Data items:
+--
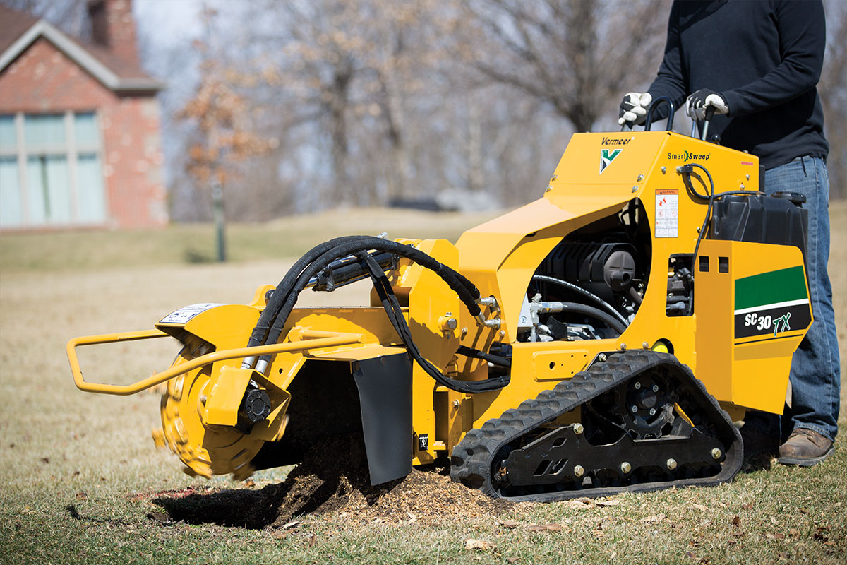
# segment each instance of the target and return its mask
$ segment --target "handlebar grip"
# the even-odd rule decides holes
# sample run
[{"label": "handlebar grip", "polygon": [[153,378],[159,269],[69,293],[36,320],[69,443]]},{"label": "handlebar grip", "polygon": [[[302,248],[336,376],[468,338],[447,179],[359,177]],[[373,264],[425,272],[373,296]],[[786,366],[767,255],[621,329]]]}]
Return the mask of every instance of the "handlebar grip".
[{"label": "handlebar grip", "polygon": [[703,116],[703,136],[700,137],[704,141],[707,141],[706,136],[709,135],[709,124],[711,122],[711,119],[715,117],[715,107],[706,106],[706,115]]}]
+--
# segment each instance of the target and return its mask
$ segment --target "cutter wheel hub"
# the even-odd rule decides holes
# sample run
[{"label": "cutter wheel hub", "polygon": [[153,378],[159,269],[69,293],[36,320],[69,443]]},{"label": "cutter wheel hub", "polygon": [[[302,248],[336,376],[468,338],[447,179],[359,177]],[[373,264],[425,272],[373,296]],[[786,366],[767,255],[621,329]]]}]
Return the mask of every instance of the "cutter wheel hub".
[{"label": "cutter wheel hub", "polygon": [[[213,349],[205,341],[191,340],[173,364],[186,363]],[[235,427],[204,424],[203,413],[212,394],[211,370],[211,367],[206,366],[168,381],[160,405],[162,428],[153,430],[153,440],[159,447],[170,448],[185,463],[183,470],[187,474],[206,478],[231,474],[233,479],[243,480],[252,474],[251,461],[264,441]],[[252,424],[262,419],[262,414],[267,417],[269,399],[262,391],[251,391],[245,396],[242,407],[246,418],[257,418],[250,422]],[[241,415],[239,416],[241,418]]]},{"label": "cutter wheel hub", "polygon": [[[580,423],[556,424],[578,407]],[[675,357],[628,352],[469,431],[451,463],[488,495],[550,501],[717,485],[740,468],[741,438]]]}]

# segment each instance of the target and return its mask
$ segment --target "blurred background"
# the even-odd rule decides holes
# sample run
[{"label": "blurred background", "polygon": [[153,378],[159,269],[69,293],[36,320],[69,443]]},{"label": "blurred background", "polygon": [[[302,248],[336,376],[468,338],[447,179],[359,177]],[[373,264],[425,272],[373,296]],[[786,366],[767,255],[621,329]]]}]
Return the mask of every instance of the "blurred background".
+--
Show every line of the items above that contains the word "handlebar", matching case exactly.

• Problem solution:
$ segment --target "handlebar grip"
[{"label": "handlebar grip", "polygon": [[153,378],[159,269],[69,293],[36,320],[69,443]]},{"label": "handlebar grip", "polygon": [[[302,248],[336,376],[468,338],[447,179],[359,177]],[[373,264],[425,272],[373,296]],[[786,366],[767,255],[621,329]]]}]
Return the mask of every instance of the "handlebar grip".
[{"label": "handlebar grip", "polygon": [[703,116],[703,136],[700,137],[704,141],[707,141],[706,136],[709,135],[709,124],[711,122],[711,119],[715,117],[715,107],[706,106],[706,115]]}]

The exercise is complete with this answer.